● TASK GOAL
Copy every entry exactly.

· · ·

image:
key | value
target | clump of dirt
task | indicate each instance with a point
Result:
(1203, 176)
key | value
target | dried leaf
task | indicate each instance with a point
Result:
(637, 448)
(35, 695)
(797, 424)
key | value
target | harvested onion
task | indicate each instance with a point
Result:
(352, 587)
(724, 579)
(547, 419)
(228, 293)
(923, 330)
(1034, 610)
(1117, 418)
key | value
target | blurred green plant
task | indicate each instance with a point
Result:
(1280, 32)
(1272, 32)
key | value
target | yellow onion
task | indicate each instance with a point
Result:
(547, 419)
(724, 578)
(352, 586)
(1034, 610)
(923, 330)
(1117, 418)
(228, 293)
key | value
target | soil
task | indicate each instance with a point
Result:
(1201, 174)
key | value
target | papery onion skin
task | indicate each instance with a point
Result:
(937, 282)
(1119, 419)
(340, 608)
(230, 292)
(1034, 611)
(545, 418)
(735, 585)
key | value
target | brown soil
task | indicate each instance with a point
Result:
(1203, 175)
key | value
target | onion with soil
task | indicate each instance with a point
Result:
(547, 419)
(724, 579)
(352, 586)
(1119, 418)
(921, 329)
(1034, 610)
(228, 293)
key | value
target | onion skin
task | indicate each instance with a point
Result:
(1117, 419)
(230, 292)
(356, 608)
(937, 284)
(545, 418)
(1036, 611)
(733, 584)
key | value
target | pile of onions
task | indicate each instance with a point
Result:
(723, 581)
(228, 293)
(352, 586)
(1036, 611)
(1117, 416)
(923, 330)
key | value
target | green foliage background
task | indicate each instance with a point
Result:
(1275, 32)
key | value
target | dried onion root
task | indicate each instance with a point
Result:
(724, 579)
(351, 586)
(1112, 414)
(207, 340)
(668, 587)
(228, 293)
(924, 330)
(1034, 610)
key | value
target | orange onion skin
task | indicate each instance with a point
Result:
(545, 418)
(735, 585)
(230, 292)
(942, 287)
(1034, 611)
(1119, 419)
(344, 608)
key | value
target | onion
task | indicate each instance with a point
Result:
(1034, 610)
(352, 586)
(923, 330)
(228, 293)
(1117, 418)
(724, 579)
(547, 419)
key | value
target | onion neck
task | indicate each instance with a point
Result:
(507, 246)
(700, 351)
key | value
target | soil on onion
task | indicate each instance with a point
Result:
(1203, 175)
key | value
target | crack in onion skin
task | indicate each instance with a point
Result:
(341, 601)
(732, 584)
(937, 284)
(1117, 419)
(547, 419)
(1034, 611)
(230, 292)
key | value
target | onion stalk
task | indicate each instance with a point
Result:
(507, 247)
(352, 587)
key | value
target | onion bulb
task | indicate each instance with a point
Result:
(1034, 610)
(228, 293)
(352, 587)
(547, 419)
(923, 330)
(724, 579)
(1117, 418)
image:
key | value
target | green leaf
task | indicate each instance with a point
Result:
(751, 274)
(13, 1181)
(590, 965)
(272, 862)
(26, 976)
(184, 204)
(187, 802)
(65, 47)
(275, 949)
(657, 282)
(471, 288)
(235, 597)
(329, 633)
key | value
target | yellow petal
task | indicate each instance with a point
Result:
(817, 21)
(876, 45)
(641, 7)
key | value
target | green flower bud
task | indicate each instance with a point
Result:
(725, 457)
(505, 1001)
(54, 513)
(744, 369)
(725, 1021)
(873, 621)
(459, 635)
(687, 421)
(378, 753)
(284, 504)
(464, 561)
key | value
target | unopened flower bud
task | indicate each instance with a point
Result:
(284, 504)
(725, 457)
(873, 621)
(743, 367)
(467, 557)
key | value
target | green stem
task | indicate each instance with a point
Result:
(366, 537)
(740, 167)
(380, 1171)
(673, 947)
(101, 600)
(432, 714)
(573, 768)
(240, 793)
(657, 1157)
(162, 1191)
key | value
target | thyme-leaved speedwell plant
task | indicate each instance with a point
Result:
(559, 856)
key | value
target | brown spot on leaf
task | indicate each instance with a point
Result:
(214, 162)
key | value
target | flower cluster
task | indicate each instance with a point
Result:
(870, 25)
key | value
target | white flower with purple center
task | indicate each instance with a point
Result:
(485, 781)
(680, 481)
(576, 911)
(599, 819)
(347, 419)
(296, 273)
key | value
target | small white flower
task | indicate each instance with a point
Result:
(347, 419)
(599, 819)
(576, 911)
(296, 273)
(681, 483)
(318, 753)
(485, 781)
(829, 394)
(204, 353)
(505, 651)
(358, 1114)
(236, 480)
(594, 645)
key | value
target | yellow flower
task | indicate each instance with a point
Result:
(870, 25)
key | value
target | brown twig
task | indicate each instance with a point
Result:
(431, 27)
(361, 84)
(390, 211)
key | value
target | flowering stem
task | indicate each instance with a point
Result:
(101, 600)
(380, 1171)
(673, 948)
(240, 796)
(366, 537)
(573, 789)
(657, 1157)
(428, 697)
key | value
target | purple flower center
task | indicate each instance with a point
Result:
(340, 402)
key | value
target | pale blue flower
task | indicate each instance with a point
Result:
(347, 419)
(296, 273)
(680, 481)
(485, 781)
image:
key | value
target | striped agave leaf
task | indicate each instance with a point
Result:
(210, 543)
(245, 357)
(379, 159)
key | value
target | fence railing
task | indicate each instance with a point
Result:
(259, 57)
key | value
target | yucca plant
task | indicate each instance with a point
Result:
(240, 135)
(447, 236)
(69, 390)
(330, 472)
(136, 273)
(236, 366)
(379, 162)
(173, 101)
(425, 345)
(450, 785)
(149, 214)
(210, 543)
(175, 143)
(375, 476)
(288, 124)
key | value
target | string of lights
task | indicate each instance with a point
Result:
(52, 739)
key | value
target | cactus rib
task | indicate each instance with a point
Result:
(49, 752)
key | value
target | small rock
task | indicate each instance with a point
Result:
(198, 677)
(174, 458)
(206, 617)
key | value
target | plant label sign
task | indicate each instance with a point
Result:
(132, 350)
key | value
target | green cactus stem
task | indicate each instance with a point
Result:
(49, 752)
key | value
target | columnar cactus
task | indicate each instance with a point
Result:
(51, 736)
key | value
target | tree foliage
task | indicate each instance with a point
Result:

· · ·

● EXERCISE ANSWER
image:
key | value
target | clump of dirt
task | indicate each instance with a point
Result:
(1203, 176)
key | value
target | dried leaf
task | indicate each instance with a point
Result:
(637, 448)
(35, 695)
(797, 424)
key | value
target | harvested onion
task | indicate each instance with a point
Result:
(352, 587)
(724, 579)
(547, 419)
(228, 293)
(923, 330)
(1034, 610)
(1117, 418)
key | value
target | blurred green plant
task | indicate each instance with a point
Result:
(1280, 32)
(1272, 32)
key | value
target | yellow onion
task | indicate each instance with a point
Result:
(547, 419)
(724, 578)
(352, 586)
(1034, 610)
(923, 330)
(1117, 418)
(228, 293)
key | value
target | soil
task | indicate each instance with a point
Result:
(1201, 174)
key | value
target | papery onion skin
task | indicate each instance with a point
Result:
(937, 282)
(1119, 419)
(340, 608)
(230, 292)
(1034, 611)
(545, 418)
(735, 585)
key | value
target | brown soil
task | indicate each instance with a point
Result:
(1203, 175)
key | value
target | onion with soil
task | indicate each instance with a point
Result:
(547, 419)
(724, 579)
(352, 586)
(1119, 418)
(921, 329)
(1034, 610)
(228, 293)
key | value
target | onion skin
task | indicate each instance with a point
Result:
(1117, 419)
(230, 292)
(356, 608)
(937, 284)
(545, 418)
(1036, 611)
(733, 584)
key | value
target | pile of onions
task | indicate each instance with a point
Result:
(723, 581)
(228, 293)
(352, 586)
(1036, 611)
(1117, 416)
(923, 330)
key | value
target | green foliage background
task | indicate each instance with a point
Result:
(1275, 32)
key | value
target | dried onion root
task | indicate each instance with a point
Result:
(724, 579)
(351, 586)
(1112, 414)
(207, 340)
(668, 587)
(228, 293)
(924, 330)
(1034, 610)
key | value
target | orange onion skin
task | indicate each instance with a point
Result:
(545, 418)
(735, 585)
(230, 292)
(942, 287)
(1034, 611)
(1119, 419)
(344, 608)
key | value
target | onion
task | indicate each instance with a point
Result:
(1034, 610)
(352, 586)
(923, 330)
(228, 293)
(1117, 418)
(724, 579)
(547, 419)
key | value
target | onion neck
task | indicate each instance with a point
Result:
(507, 246)
(700, 351)
key | value
target | soil on onion
task | indicate each instance with a point
Result:
(1203, 175)
key | value
target | crack in onion skin
task | indicate each instance with a point
Result:
(341, 601)
(732, 584)
(937, 284)
(1117, 419)
(547, 419)
(1034, 611)
(230, 292)
key | value
target | onion stalk
task | indicate each instance with a point
Result:
(507, 247)
(352, 587)
key | value
target | onion bulb
task | indicate each instance with a point
Result:
(1034, 610)
(228, 293)
(352, 587)
(547, 419)
(923, 330)
(724, 579)
(1117, 418)
image:
key | value
target | green leaf
task | indicate each instance with a point
Result:
(751, 274)
(13, 1181)
(590, 965)
(272, 862)
(26, 976)
(184, 204)
(187, 802)
(65, 47)
(275, 949)
(657, 282)
(471, 288)
(235, 597)
(329, 633)
key | value
target | yellow petal
task | indicate each instance with a point
Result:
(817, 21)
(876, 45)
(641, 7)
key | value
target | green flower bud
task | indicate each instance with a point
Result:
(725, 457)
(505, 1001)
(54, 513)
(744, 369)
(725, 1021)
(873, 621)
(459, 635)
(687, 421)
(378, 753)
(284, 504)
(464, 561)
key | value
target | unopened flower bud
task | indicate each instance with a point
Result:
(284, 504)
(725, 457)
(873, 621)
(743, 367)
(467, 557)
key | value
target | green stem
task | indicate each instance with a point
Result:
(366, 537)
(740, 167)
(380, 1171)
(673, 947)
(101, 600)
(432, 714)
(573, 768)
(240, 793)
(657, 1157)
(162, 1191)
key | value
target | thyme-leaved speedwell plant
task | indicate each instance with a point
Result:
(559, 856)
key | value
target | brown spot on leaf
task | indicate each instance with a point
Result:
(214, 162)
key | value
target | flower cluster
task | indicate each instance with a point
Result:
(870, 25)
key | value
target | white flower with purple center
task | indicate each instance with a point
Result:
(485, 781)
(680, 481)
(576, 911)
(599, 819)
(347, 419)
(296, 273)
key | value
target | small white flower
task | indicate each instance with a point
Result:
(347, 419)
(599, 819)
(576, 911)
(296, 273)
(681, 483)
(318, 753)
(485, 781)
(829, 394)
(204, 353)
(505, 651)
(358, 1114)
(236, 480)
(594, 645)
key | value
target | yellow flower
task | indicate each instance with a point
Result:
(870, 25)
key | value
target | brown twig
task | indicate each instance with a point
Result:
(431, 27)
(361, 84)
(390, 211)
key | value
target | flowering stem
task | indicate each instance with a point
Result:
(101, 600)
(380, 1171)
(673, 948)
(240, 796)
(366, 537)
(573, 789)
(657, 1157)
(428, 697)
key | value
target | purple flower center
task | indicate each instance with a point
Result:
(340, 402)
key | value
target | pale blue flower
task | indicate each instance with a point
Result:
(347, 419)
(296, 273)
(680, 481)
(485, 781)
image:
key | value
target | striped agave leaf
task | indicate each instance with a point
Result:
(210, 543)
(245, 357)
(379, 159)
key | value
target | fence railing
task | indicate each instance with a point
Result:
(259, 57)
key | value
target | yucca plant
task | indicate each instance with a point
Result:
(240, 135)
(447, 236)
(69, 390)
(330, 472)
(136, 273)
(236, 366)
(379, 162)
(173, 101)
(425, 345)
(450, 785)
(149, 214)
(210, 543)
(175, 143)
(375, 476)
(288, 124)
key | value
target | string of lights
task | indicate each instance with a point
Result:
(52, 739)
key | value
target | cactus rib
task | indicate each instance with a point
Result:
(49, 752)
key | value
target | small rock
task | indicate each instance with a point
Result:
(198, 677)
(174, 458)
(206, 617)
key | value
target | plant label sign
task | indicate each instance with a point
Result:
(132, 350)
key | value
target | green cactus stem
task | indicate each instance with a point
Result:
(49, 752)
key | value
target | columnar cactus
task | indicate each instance with a point
Result:
(51, 736)
key | value
target | tree foliage
task | indicate each instance with a point
Result:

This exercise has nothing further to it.